## Source material
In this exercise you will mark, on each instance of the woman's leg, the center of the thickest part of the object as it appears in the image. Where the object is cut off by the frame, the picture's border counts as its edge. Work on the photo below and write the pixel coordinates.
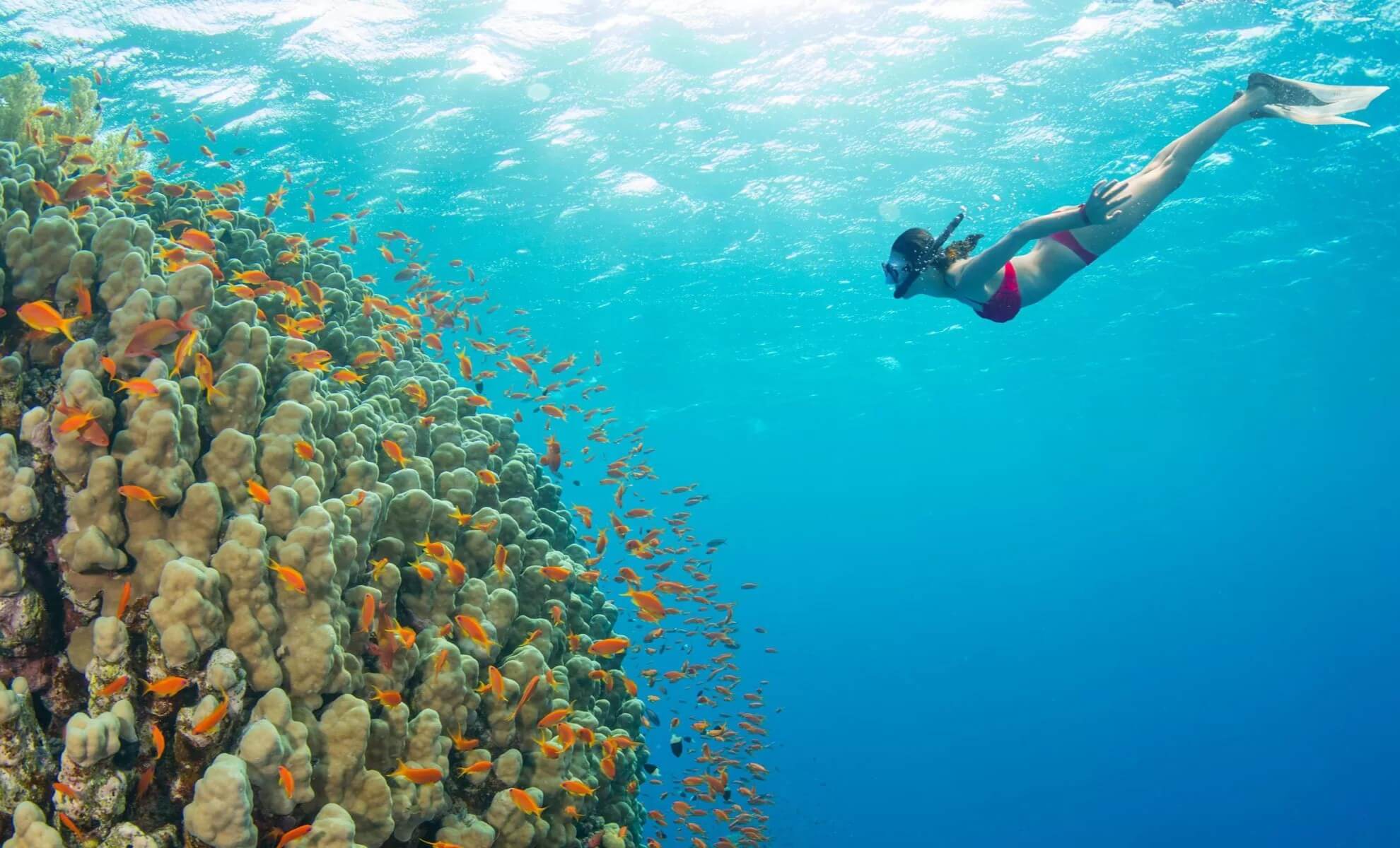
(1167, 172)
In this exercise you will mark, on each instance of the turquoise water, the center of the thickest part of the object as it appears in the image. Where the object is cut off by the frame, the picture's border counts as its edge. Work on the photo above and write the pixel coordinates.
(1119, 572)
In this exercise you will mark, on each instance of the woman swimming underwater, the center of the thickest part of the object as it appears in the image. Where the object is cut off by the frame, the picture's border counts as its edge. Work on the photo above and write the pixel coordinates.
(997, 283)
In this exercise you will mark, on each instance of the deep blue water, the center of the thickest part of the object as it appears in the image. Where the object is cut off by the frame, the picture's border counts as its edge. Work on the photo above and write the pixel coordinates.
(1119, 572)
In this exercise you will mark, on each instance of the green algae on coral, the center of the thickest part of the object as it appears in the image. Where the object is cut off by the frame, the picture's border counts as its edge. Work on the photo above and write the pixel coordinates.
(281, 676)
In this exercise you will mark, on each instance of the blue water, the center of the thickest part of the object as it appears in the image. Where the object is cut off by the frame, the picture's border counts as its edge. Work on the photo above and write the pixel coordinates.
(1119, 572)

## Task description
Word-for-word repeat, images excluded: return all the data.

## Exercise response
In this exercise you will mark, on each instance of the woman's leg, the center of the thickest part of the object as it appears in the image. Where the object is cut off by the frame, the picture's border counts as its edge. Work on the photo below and write the pixel coordinates.
(1167, 172)
In this exercise you will mark, on each instance of the turquoise water, the center of the thickest part of the object as it appears in the image. Where the object is cut off by the frame, the picture's border counts as its edge. Work on the photo above and write the pixel coordinates.
(1119, 572)
In this exercise you will mark, on each instance of the woman swimming underwater, the center of the thickest part of the object as it appears in the image. Where the object is cut off by the frame, the picture's border counts as its edge. Work on the photo above and write the pixel coordinates.
(997, 283)
In this exercise you will mark, on each instance of the deep blue water, the center of the thickest part of the object as it appears in the image. Where the object is cut off by the frame, the picture's border counts as its edge. Work on the photo above and write the pixel coordinates.
(1119, 572)
In this exercise you will mark, on each instance of the green algae on coral, the center of the thickest part of the object as it appears in the image. Where the object is cut off by the frame, the picture's border counts as its edge. Work on the photo above and write the pixel coordinates.
(281, 676)
In this exercise you will mark, on each instance of the blue water, the center of the thickest part of the object as it appears in the image. Where the object is cut off by the frame, the picture's border counts as its edge. Work on the photo above and write the pixel coordinates.
(1119, 572)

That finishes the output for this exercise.